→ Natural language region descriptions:
= = = =

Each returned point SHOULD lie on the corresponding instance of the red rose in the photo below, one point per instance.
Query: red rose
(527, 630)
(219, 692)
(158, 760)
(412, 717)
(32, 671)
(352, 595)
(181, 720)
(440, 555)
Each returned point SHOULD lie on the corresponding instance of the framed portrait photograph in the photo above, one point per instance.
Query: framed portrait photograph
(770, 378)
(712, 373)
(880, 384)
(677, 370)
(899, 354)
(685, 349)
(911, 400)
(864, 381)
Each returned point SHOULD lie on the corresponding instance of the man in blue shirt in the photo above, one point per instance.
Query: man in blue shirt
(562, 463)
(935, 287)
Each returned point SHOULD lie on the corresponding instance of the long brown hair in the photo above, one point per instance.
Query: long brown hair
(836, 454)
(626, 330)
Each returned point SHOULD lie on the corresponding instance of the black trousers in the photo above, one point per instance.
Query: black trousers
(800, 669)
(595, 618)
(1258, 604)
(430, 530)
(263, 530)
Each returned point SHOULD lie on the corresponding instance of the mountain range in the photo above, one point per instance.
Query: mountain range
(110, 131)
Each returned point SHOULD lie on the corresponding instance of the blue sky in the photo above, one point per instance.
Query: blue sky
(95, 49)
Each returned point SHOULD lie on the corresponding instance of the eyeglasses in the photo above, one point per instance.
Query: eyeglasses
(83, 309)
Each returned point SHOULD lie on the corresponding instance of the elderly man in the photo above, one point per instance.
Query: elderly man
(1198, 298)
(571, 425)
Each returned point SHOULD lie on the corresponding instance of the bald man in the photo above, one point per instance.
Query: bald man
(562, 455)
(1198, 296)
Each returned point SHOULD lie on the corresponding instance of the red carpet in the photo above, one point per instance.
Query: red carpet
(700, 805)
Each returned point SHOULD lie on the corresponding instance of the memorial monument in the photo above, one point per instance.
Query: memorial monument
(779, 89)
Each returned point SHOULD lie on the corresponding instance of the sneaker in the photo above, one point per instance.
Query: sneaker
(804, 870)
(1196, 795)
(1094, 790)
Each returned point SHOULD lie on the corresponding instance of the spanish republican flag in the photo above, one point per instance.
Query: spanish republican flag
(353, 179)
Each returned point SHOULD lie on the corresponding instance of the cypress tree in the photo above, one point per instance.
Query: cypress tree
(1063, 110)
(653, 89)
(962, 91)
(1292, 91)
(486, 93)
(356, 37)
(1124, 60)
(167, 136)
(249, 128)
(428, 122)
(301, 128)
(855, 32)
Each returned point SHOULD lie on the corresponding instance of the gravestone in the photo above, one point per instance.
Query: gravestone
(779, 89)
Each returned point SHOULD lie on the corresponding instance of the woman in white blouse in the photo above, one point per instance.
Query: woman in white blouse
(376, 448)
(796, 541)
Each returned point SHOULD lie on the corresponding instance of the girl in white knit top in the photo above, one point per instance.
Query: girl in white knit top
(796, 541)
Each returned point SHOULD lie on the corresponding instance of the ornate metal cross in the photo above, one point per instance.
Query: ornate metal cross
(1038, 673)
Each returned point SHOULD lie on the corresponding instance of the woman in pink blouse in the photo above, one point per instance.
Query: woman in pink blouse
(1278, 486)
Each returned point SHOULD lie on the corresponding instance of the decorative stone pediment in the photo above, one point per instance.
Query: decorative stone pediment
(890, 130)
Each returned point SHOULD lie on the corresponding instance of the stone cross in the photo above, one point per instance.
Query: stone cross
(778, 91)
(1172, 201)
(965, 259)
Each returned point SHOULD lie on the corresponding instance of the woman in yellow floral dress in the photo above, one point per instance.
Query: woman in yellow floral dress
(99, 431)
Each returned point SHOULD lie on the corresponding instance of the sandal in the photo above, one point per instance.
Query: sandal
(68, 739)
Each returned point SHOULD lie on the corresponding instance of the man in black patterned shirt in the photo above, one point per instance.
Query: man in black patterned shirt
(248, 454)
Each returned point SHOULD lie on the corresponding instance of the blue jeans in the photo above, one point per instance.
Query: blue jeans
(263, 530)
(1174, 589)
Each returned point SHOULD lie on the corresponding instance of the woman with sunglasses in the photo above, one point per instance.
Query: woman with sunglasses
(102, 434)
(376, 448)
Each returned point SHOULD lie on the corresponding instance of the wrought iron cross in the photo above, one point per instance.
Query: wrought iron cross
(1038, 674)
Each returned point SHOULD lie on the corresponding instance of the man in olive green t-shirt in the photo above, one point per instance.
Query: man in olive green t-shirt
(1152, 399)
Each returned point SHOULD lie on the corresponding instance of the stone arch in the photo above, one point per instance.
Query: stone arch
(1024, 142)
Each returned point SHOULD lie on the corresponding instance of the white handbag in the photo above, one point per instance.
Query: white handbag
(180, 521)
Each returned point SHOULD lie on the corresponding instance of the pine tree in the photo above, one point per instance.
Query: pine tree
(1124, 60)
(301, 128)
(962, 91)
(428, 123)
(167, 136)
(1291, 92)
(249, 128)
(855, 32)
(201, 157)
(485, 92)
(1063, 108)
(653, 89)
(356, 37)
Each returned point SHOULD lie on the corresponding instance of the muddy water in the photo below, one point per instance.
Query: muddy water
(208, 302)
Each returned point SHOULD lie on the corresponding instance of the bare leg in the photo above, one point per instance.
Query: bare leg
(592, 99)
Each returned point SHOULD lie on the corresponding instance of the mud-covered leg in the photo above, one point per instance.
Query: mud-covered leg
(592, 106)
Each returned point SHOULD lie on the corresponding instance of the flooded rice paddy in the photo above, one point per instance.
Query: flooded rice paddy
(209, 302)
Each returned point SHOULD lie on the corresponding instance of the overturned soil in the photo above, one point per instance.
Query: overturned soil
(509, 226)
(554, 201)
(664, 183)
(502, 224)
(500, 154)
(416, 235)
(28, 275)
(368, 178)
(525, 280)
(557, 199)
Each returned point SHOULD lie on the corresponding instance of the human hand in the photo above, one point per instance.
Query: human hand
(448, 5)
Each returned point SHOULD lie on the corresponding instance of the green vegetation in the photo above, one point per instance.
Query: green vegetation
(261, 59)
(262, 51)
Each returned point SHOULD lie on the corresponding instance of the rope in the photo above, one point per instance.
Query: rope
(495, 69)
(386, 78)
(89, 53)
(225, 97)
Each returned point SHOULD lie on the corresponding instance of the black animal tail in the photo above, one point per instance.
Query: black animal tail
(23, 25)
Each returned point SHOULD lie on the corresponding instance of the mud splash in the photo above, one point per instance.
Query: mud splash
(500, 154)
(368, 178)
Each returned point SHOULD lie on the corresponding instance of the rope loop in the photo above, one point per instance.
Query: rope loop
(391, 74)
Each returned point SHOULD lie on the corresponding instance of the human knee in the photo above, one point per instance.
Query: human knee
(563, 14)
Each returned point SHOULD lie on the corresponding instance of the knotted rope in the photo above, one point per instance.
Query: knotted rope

= = = =

→ ABOUT THIS TASK:
Identify the lines of the entries containing the string "knotted". Copy each such line.

→ SOLUTION FOR THIS PROBLEM:
Each returned point SHOULD lie on the corresponding instance of the knotted rope in the photo above, one point per instance.
Query: knotted rope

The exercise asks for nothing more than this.